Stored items

────────

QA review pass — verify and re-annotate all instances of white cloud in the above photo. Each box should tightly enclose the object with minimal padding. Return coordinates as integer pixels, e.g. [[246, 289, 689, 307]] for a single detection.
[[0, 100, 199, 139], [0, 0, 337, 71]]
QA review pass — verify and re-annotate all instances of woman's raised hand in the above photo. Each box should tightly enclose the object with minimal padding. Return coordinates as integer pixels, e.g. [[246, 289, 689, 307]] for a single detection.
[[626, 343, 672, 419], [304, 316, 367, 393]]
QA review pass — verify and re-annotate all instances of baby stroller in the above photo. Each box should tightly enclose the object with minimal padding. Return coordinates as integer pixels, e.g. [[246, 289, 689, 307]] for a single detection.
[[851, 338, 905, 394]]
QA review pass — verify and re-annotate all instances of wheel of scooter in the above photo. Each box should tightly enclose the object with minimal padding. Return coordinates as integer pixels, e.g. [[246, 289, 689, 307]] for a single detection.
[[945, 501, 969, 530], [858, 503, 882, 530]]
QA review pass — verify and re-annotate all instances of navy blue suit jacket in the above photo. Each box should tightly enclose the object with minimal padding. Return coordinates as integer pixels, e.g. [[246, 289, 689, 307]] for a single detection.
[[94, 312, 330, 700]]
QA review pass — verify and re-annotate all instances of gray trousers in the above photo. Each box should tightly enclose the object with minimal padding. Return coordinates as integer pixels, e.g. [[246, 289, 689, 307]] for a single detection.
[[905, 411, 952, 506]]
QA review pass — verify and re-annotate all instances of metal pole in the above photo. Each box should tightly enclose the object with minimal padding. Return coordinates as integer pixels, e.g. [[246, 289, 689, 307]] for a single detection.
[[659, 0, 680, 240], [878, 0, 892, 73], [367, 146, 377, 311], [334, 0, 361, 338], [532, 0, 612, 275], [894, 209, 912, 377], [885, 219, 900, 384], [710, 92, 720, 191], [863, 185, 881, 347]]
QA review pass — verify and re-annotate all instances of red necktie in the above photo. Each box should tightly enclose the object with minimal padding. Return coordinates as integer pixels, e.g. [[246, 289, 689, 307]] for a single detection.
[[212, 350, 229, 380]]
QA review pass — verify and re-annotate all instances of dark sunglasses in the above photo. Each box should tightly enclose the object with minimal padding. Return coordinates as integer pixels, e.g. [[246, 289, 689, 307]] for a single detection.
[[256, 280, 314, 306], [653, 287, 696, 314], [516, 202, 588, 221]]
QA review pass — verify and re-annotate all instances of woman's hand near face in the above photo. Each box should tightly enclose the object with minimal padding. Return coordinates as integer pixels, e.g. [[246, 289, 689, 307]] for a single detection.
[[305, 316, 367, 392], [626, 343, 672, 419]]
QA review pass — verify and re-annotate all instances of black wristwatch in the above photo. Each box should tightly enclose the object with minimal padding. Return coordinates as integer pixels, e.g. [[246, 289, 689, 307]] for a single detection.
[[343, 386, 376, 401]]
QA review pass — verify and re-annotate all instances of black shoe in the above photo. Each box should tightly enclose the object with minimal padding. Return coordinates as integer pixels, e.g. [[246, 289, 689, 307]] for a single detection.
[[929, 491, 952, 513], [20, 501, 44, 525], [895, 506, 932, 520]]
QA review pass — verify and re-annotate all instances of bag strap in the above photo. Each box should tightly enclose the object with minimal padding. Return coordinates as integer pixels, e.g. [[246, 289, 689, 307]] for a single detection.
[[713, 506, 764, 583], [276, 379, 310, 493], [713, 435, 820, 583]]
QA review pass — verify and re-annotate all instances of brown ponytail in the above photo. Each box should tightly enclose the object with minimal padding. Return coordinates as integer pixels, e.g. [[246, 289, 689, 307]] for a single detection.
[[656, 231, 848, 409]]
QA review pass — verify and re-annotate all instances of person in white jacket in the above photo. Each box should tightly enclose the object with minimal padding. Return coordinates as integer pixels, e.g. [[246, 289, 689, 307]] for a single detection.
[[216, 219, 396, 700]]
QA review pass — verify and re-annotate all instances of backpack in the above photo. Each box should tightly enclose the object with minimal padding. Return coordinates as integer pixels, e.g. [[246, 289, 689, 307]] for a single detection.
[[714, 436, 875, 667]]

────────

**SHORT PROBLEM**
Convert the records above into a Markdown table with two columns, Row and Line. Give each nonblank line its own row, numbered in order.

**RESULT FOR THIS TASK**
| Row | Line |
|---|---|
| 1 | QA review pass — verify and re-annotate all instances of white cloud in the above photo. Each box should tightly enclose the object with minimal padding. Return coordinates as integer pixels, e.g. [[246, 289, 689, 307]] for a single detection. |
| 2 | [[0, 100, 199, 139], [0, 0, 337, 71]] |
| 3 | QA review pass — verify and re-annotate all instances of woman's raised hand in the above photo. Each box should tightly enclose the object with minimal padding. Return coordinates as integer pixels, e.g. [[246, 289, 689, 307]] for a single detection. |
| 4 | [[626, 343, 672, 419], [304, 316, 367, 393]] |
| 5 | QA review pass — verify and re-annotate all instances of baby stroller in the above photo. Each box should tightly enclose the object with minimal padding. Return coordinates as integer pixels, e.g. [[246, 289, 689, 307]] for a single detection. |
| 6 | [[851, 338, 905, 394]] |
| 7 | QA review pass — verify and re-annotate all instances of wheel of scooter in the above photo. Each box should tightly enclose the object with minimal padding. Return coordinates as integer pixels, e.g. [[246, 289, 689, 307]] for a single detection. |
| 8 | [[945, 501, 969, 530], [858, 503, 882, 530]] |
| 9 | QA review pass — verify and re-annotate all instances of navy blue suit jacket in the above photo. Each box should tightly enclose the object with minimal padding. Return coordinates as integer pixels, e.g. [[246, 289, 689, 307]] for a single detection. |
| 10 | [[94, 312, 330, 700]] |
| 11 | QA review pass — verify and re-annotate all instances of gray trousers in the above photo. Each box should tightly enclose the object with minimal padding. Return coordinates as integer pixels, e.g. [[246, 289, 689, 307]] for a single detection. |
| 12 | [[905, 411, 952, 506]] |
| 13 | QA review pass — verify and re-annotate all instances of metal pole in the above photo. Each box should tightly enclose the object with minimal padding. Return coordinates as integer pixels, e.g. [[246, 289, 689, 307]] for a single detection. |
| 14 | [[659, 0, 680, 240], [878, 0, 892, 73], [367, 146, 377, 311], [334, 0, 361, 338], [532, 0, 612, 275], [894, 209, 912, 377], [885, 219, 900, 384], [710, 92, 720, 191], [863, 185, 881, 347]] |
| 15 | QA review pass — verify and re-annotate all instances of red necktie in the above photo. Each box should tightly enclose the object with minimal padding. Return coordinates as integer pixels, e.g. [[246, 289, 689, 307]] for a single detection. |
| 16 | [[212, 350, 229, 380]] |
| 17 | QA review pass — verify and re-annotate all instances of dark sunglasses in the above photo. Each box should tightly enclose the object with minimal padding. Return coordinates as integer pixels, e.g. [[246, 289, 689, 307]] for a single detection. |
| 18 | [[256, 280, 314, 306], [653, 287, 696, 314], [516, 202, 588, 221]] |
| 19 | QA review pass — verify and re-annotate all instances of woman's hand near face in the above photo. Each box should tightly enclose the object with minimal padding. Return coordinates as integer pixels, e.g. [[246, 289, 689, 307]] for a single detection. |
| 20 | [[305, 316, 367, 392], [626, 343, 672, 419]] |
| 21 | QA review pass — verify and re-annotate all instances of black wristwatch in the above photo. Each box should tightly enclose the object with minimal padding. Return coordinates as integer pixels, e.g. [[246, 289, 689, 307]] for a single detection. |
| 22 | [[343, 386, 376, 401]] |
| 23 | QA review pass — verify and re-annotate all instances of black shoe in the above photo. Each box should tightly enclose the object with minimal padding. Return coordinates as integer pixels, e.g. [[246, 289, 689, 307]] for a single detection. |
| 24 | [[929, 491, 952, 513], [20, 501, 44, 525], [895, 506, 932, 520]] |
| 25 | QA review pass — verify and re-annotate all instances of bag strap in the above photo. Each box should tightly enclose the object with minimal padding. Return coordinates as integer pixels, e.g. [[246, 289, 689, 307]] for a single detection. |
| 26 | [[713, 506, 764, 583], [276, 379, 310, 493], [713, 435, 820, 583]] |
| 27 | QA review pass — verify and re-annotate all instances of brown ponytail in the above photo. Each box should tightly enclose the object with minimal padding. Return coordinates as integer pixels, e.g. [[246, 289, 689, 307]] for a single detection. |
| 28 | [[656, 231, 848, 409]] |
| 29 | QA review pass — verify and re-annotate all instances of person in white jacket in the above photo. Each box should tightly enclose the object with minimal padding. Return coordinates as integer pixels, e.g. [[246, 289, 689, 307]] for a single detection. |
| 30 | [[216, 219, 396, 700]] |
| 31 | QA review pass — verify and re-annotate all instances of backpack in the above photo. Each box should tightly enclose the object with minimal padding. Return coordinates as integer pixels, e.g. [[246, 289, 689, 307]] for a single detection. |
| 32 | [[714, 436, 875, 667]] |